__Supplied passage__.

________________

Creating A Feed Reader Applet

For each of the steps in this tutorial, there is a corresponding applet file, so you can load the applet and play with just the behavior in that step.

Step 1: The Basics First

Creating a basic feed reader applet requires only two receptors:

Feed Reader
Carrier List Viewer

In the HOPE IDE, select the Carrier List Viewer and the Feed Reader receptors and click the Add button:

This creates two receptors on the HOPE surface, as well as an un-initialized viewer:

Double-clicking on the Carrier List Viewer brings up its configuration UI:

Enter "Code Project" for the window name and select the semantic type RSSFeedItem, as we want to be displaying feed items emitted by the feed reader. When we save the configuration, notice that the list viewer's columns are now configured based on the selected semantic type:

Also notice that the surface now shows the two receptors to be interacting with each other. From the View menu, we'll select "Show Semantics" to see what the protocols are, thus revealing:

We want to disable the RSSFeedUrl signal from being emitted by the carrier list viewer. Why? Because later, when we interact with the List Viewer by double-clicking on a feed item to display it in a browser page, we don't want the feed URL to be sent to the Feed Reader, which would re-trigger a read operation (the Feed Reader can receive this semantic structure, aka protocol, as a way to programmatically trigger the Feed Reader.)

To disable this protocol, right-click on the Carrier List Viewer and uncheck the protocl RSSFeedUrl:

We now see that this protocol is no longer being received by the Feed Reader:

Now let's configure the Feed Reader receptor. Double-click on it and enter the URL for the Code Project Article feed (http://www.codeproject.com/WebServices/ArticleRSS.aspx):

Click on Save, and notice that, after a few seconds, the list view populates with the items in the feed. You will see the items sent to the list viewer is as little red triangles:

And observe the items in the List Viewer:

This applet is saved as "Step 1 - The Basics" and, whenever you load it into the HOPE IDE, it will re-acquire the feed and display the articles.

________________

__Dataset items__.
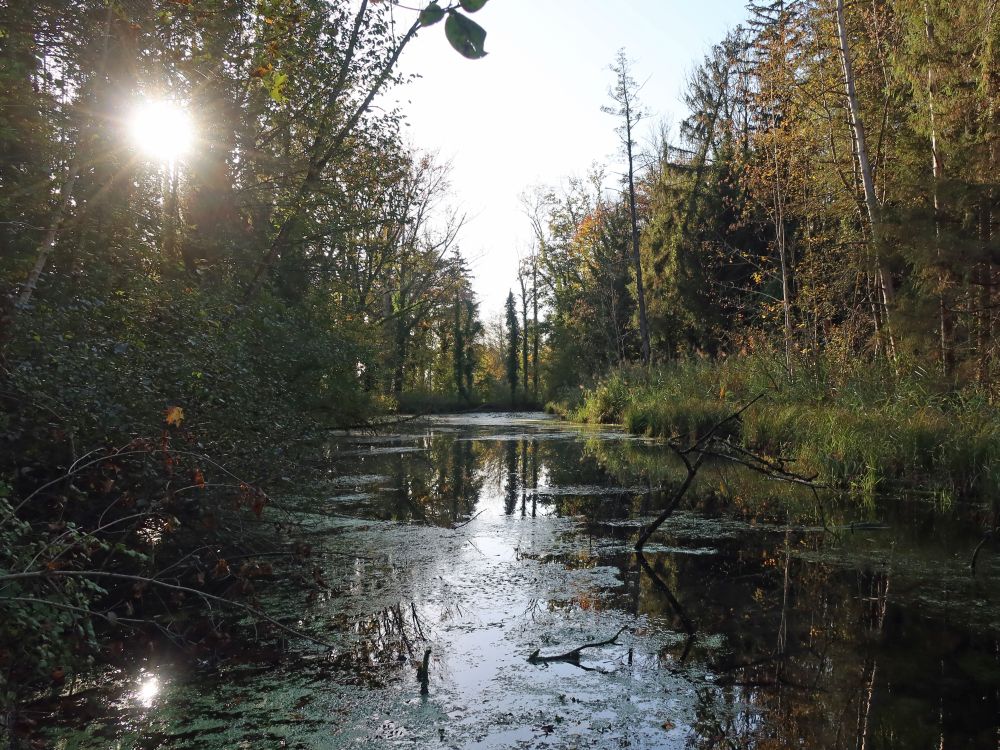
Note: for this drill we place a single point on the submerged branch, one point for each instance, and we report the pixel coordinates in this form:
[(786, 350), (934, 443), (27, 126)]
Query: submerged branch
[(573, 656)]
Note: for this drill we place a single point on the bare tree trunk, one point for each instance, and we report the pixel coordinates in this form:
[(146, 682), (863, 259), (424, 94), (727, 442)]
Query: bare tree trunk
[(785, 260), (883, 278), (636, 258), (944, 322), (522, 279), (51, 234), (534, 327)]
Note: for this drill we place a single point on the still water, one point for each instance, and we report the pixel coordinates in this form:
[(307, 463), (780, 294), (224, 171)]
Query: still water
[(760, 615)]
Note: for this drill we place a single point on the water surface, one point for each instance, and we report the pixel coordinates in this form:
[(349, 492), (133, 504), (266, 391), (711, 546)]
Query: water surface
[(759, 617)]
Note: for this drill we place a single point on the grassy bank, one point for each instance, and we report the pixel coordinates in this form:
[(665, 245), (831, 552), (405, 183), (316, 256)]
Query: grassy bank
[(423, 402), (858, 427)]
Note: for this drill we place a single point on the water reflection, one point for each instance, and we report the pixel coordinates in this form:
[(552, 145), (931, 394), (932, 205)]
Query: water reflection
[(809, 636), (149, 688), (757, 618)]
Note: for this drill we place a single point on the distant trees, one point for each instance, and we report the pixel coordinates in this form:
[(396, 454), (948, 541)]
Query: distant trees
[(624, 93), (831, 196), (513, 345)]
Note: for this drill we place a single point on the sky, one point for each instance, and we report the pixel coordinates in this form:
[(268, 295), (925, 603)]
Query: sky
[(529, 113)]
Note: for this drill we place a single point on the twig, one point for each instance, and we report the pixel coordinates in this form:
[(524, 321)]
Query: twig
[(975, 553), (466, 523)]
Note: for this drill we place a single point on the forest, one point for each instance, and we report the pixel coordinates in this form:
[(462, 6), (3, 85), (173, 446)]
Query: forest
[(185, 326)]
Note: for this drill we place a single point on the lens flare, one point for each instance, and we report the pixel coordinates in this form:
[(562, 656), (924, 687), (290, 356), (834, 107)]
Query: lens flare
[(161, 130)]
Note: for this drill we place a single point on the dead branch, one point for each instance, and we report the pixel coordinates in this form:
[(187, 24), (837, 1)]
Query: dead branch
[(573, 657)]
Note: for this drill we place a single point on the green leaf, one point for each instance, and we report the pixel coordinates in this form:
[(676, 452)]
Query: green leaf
[(465, 35), (431, 14), (471, 6)]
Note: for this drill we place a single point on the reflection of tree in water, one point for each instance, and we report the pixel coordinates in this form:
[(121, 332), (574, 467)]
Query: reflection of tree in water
[(510, 486), (439, 485)]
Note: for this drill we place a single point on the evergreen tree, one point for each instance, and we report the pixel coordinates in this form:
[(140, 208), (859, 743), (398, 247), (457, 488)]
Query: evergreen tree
[(513, 346)]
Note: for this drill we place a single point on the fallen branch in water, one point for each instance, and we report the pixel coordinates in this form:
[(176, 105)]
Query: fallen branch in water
[(573, 657), (710, 445), (988, 536), (466, 523)]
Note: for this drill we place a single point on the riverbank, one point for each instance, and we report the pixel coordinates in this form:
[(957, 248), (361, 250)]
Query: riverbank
[(485, 538), (860, 428)]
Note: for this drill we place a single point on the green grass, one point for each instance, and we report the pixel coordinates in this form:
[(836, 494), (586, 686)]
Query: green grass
[(858, 426)]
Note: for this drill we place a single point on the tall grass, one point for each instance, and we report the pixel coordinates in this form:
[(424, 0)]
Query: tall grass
[(855, 426)]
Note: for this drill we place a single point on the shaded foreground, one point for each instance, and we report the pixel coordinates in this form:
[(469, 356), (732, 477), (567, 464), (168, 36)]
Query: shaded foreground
[(487, 538)]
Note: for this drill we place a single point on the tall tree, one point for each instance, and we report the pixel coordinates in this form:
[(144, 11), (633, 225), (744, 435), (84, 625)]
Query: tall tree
[(513, 345), (624, 92)]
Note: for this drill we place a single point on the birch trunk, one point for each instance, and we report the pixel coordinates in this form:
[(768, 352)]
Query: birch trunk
[(884, 279), (51, 235)]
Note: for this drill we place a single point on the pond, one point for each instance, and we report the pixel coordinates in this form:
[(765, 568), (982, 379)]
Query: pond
[(760, 616)]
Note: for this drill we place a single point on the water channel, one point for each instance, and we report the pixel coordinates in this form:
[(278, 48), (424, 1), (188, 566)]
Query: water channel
[(760, 615)]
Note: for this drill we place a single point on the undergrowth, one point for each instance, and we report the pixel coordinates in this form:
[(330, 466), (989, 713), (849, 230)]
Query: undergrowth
[(864, 427)]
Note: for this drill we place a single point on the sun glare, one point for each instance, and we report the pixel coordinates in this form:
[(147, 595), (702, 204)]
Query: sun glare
[(162, 130)]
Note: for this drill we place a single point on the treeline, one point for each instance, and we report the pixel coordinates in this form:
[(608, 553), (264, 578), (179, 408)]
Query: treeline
[(830, 201), (302, 257), (174, 326)]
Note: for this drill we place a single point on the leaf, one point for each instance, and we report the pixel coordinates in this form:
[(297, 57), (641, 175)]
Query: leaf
[(431, 14), (465, 35), (276, 86)]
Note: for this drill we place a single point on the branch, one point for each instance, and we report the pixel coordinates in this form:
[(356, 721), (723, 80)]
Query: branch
[(573, 657)]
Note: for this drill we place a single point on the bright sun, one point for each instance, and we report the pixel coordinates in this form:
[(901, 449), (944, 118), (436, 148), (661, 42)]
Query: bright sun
[(161, 130)]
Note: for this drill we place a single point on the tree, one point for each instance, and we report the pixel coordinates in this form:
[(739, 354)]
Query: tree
[(624, 93), (513, 346)]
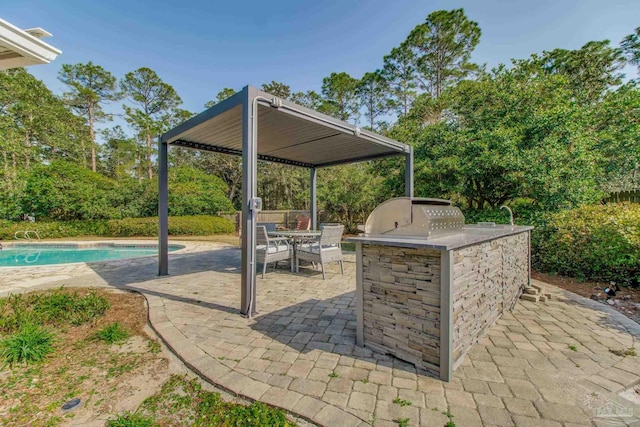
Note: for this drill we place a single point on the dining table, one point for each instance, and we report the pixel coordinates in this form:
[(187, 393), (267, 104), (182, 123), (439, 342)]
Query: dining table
[(296, 237)]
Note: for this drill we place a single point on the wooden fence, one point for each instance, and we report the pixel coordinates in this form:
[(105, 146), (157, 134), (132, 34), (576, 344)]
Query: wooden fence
[(286, 219), (624, 196)]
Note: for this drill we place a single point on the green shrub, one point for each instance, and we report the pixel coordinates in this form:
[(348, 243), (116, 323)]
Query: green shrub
[(595, 242), (66, 191), (30, 344), (112, 333), (131, 419), (133, 227), (200, 225)]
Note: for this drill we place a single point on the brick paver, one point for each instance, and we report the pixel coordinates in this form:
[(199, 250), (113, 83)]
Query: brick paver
[(299, 352)]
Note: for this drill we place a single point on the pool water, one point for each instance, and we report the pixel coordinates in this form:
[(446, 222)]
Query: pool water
[(30, 255)]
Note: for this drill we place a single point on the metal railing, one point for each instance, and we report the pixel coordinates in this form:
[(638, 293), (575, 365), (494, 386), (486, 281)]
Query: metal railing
[(25, 235)]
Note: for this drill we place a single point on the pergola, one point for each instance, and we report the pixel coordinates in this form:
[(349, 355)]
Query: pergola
[(259, 126), (20, 48)]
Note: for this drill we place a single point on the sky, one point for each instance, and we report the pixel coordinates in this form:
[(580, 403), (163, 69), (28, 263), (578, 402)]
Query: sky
[(201, 47)]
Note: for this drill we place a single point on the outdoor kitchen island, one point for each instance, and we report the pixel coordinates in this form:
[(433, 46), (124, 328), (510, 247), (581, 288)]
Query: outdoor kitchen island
[(429, 287)]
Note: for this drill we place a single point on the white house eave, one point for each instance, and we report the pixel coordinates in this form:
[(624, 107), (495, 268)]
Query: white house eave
[(19, 49)]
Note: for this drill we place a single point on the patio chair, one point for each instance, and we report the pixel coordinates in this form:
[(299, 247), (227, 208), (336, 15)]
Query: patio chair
[(270, 249), (325, 249)]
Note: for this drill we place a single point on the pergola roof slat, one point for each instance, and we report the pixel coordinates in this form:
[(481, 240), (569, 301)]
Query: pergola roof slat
[(257, 125), (288, 133)]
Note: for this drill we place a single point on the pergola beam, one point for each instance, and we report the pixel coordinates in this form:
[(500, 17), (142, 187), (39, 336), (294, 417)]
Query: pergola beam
[(224, 150), (199, 133)]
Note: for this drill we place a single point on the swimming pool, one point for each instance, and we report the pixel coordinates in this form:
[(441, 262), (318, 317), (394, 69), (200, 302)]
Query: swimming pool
[(22, 254)]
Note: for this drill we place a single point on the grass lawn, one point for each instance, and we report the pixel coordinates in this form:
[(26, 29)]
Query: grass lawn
[(91, 344)]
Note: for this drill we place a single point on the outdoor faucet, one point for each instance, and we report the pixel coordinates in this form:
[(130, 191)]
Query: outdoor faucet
[(510, 214)]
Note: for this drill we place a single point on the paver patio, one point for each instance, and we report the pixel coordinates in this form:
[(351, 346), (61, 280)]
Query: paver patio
[(299, 352)]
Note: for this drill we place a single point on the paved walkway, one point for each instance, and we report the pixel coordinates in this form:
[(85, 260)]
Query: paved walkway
[(545, 364)]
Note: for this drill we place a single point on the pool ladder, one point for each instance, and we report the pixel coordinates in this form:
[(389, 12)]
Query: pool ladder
[(26, 235)]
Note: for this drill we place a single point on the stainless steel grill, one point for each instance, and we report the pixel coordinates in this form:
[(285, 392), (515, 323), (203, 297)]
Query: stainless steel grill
[(414, 217)]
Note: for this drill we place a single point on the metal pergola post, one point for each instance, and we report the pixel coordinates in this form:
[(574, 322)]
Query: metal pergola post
[(249, 195), (408, 173), (313, 207), (231, 127), (163, 209)]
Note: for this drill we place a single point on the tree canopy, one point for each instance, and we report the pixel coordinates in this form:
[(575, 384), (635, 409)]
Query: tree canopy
[(551, 131)]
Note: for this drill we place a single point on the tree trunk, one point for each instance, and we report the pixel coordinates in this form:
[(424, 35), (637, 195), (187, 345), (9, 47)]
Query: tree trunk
[(149, 165), (92, 136), (27, 144)]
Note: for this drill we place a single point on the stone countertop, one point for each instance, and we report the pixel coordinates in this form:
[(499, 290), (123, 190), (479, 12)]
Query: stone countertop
[(469, 235)]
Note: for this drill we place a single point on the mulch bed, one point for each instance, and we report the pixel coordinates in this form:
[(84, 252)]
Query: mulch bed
[(626, 301)]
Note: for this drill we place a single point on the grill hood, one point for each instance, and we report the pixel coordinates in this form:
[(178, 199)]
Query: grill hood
[(414, 217)]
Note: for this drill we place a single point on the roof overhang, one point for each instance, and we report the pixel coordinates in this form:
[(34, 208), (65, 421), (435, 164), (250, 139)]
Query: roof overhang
[(21, 48), (286, 133)]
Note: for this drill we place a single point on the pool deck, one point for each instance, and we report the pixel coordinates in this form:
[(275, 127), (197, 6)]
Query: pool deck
[(299, 352)]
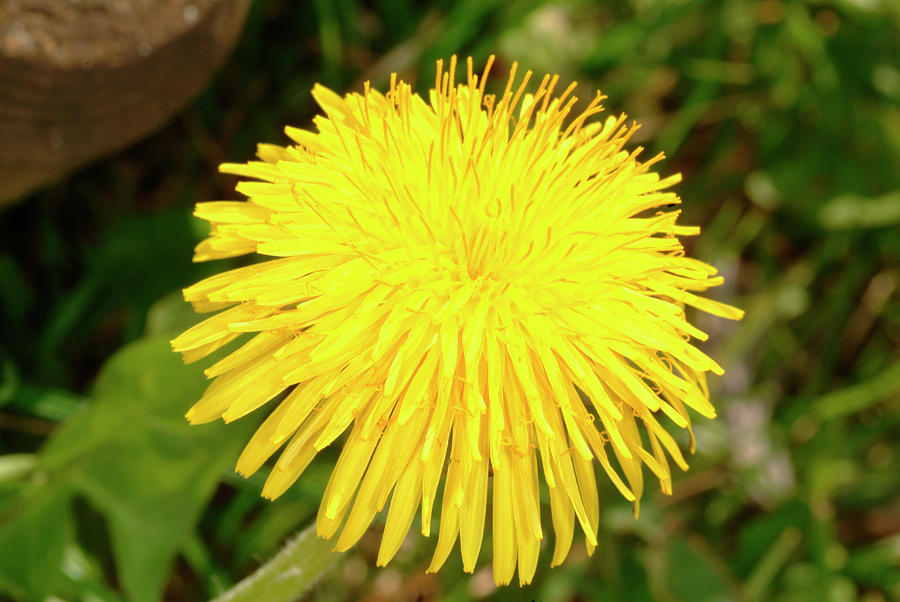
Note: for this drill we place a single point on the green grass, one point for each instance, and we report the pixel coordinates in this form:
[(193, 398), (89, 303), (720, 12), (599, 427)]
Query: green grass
[(783, 117)]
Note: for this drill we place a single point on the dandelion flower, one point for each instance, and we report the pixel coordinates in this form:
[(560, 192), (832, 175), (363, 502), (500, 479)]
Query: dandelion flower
[(485, 289)]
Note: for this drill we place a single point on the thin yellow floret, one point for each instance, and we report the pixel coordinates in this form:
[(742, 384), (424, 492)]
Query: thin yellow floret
[(485, 291)]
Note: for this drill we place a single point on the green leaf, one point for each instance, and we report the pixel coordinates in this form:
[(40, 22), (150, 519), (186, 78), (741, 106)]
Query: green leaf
[(694, 572), (135, 458), (32, 547)]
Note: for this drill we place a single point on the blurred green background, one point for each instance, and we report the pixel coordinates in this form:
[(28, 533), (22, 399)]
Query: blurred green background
[(783, 116)]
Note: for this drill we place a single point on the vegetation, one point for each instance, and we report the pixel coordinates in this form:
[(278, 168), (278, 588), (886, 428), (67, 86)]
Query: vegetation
[(782, 115)]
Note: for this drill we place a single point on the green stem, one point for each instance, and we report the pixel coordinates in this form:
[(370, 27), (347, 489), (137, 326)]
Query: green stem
[(289, 574)]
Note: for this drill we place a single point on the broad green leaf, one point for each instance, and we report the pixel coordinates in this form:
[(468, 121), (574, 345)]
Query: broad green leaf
[(135, 458), (32, 545)]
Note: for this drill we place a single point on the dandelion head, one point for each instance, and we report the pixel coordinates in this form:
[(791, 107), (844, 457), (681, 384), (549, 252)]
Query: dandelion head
[(484, 292)]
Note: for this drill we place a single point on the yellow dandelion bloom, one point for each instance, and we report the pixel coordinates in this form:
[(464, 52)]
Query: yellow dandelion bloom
[(486, 288)]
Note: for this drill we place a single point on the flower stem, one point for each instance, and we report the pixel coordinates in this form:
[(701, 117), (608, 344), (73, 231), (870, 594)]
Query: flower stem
[(289, 574)]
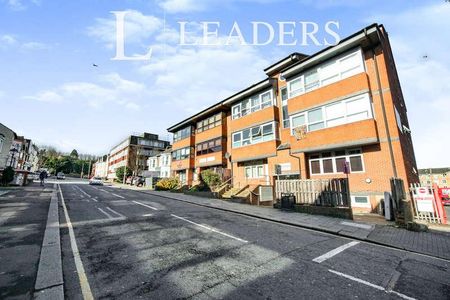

________________

__What you need to do__.
[1] In the feed reader tutorial, what window name should be entered when configuring the Carrier List Viewer?
[2] Please resume the feed reader tutorial, picking up right after its final sentence.
The items have no role in this work.

__Answers to the exercise__.
[1] "Code Project"

[2]
When you work with semantic structures, you gain a lot of flexibility in the ways data can be presented. One of the simplest options is to inspect a particular sub-type of a semantic structure. For example, we can configure the Carrier List Viewer to respond to any other protocol in the RSSFeedItem semantic structure. If we want to view only RSS Titles, which is one of the semantic structure of which RSSFeedItem is composed, simply change the semantic type to "RSSFeedTitle":

Now, when we receive feeds, we only see their titles:

We will take advantage of this capability later on when we create custom ontology queries (a fancier word than "relationships" or "table joins", and in my opinion, more accurate when dealing with a semantic database, and besides, I enjoy creating buzzword bingo terms as much as the next guy.)

Behind the Scenes

The Feed Reader

The feed reader reads the feed asynchronously, returning a SyndicationFeed object:

protected async Task<SyndicationFeed> GetFeedAsync(string feedUrl)
{
  CreateCarrier("LoggerMessage", signal => 
  {
    signal.TextMessage.Text.Value = "Acquiring feed " + feedUrl + ".";
    signal.MessageTime = DateTime.Now;
  });

  SyndicationFeed feed = await Task.Run(() =>
  {
    // To handle this error:
    // For security reasons DTD is prohibited in this XML document. To enable DTD processing set the DtdProcessing property on XmlReaderSettings to Parse and pass the settings into XmlReader.Create method.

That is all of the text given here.